## Selected passage
/---

School education is very important for India, because,  

·        In the new world of work of automation and machine learning, the most important vocational skills are the basic ones (3Rs of reading, writing and arithmetic) or the very advanced ones (relationships, creativity, influencing, planning etc).

·        Repair can never substitute for prepare: It is difficult to teach people in six months what they should have learnt in 12 years.

·        Unlike China’s farm to non-farm transition which happened to factories, India’s transition is happening to service roles like sales, customer service and logistics where small differences in literacy and numeracy can lead to substantial wage premiums.

·        It is not possible to take jobs to people but possible to take people to jobs.

·        Migration outcomes are better if we take a solid school education to people before they migrate.

Problems of our school education

·        Most Class 8 students can’t do stuff of many grades below.

·        Our regulation is input focused (teacher salaries, teacher qualification, and class sizes) and confuses school buildings with building schools.

·        Our curriculum targets knowing rather than learning.

Suggestions

·        Recent World Bank report on learning offers a good template to think about the problem and solutions. It suggests three strategies –  

a)     assess learning and use the results to guide action

b)     act on evidence by using it to guide innovation and practice

c)      align actors to make the system work by tackling the political barriers to learning at scale

·        The Right to Education Act must be replaced with a Right to Learning Act that focuses on outcomes.

·        Our board exams need a curriculum that strikes the right balance between soft and hard skills.

·        We shouldn’t give up on government schools but give them governance that holds teachers to performance and outcomes.

·        Fixing skills will not happen without fixing our education system.

\---

## Stored records

/---

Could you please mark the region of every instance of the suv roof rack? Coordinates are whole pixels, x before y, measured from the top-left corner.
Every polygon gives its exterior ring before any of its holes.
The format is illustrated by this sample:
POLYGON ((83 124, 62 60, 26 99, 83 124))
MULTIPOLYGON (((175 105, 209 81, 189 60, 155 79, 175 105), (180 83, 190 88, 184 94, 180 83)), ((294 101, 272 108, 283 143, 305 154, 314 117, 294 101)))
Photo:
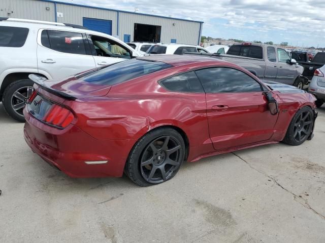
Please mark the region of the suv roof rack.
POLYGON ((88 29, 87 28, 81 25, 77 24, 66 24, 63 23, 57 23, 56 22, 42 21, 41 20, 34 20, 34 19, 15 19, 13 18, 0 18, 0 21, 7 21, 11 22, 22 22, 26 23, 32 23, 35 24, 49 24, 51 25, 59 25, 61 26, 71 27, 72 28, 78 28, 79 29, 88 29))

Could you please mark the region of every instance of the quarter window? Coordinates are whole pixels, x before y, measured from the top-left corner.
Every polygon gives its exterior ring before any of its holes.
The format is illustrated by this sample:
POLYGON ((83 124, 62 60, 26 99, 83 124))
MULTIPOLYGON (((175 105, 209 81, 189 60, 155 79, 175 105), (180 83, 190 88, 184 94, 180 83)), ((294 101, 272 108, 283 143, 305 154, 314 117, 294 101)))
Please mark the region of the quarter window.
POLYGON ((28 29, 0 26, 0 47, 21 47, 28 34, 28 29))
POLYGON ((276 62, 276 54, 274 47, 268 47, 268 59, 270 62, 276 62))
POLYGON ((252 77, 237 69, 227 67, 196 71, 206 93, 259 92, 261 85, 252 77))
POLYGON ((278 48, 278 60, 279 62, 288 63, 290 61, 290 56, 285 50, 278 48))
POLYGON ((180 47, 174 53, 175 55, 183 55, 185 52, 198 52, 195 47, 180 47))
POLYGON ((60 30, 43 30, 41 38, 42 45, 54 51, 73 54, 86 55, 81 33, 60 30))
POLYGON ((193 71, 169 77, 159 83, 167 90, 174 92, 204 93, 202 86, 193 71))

\---

## Exercise details
In the passage on school education in India, can you shorten the paragraph beginning "Unlike China's farm to non-farm transition" to a single brief sentence that keeps its main facts? None of the entries are needed here.

## Exercise answer
India's move off the farm is into service jobs like sales, customer service and logistics, not factories as in China, and in these jobs small gains in literacy and numeracy can bring much higher wages.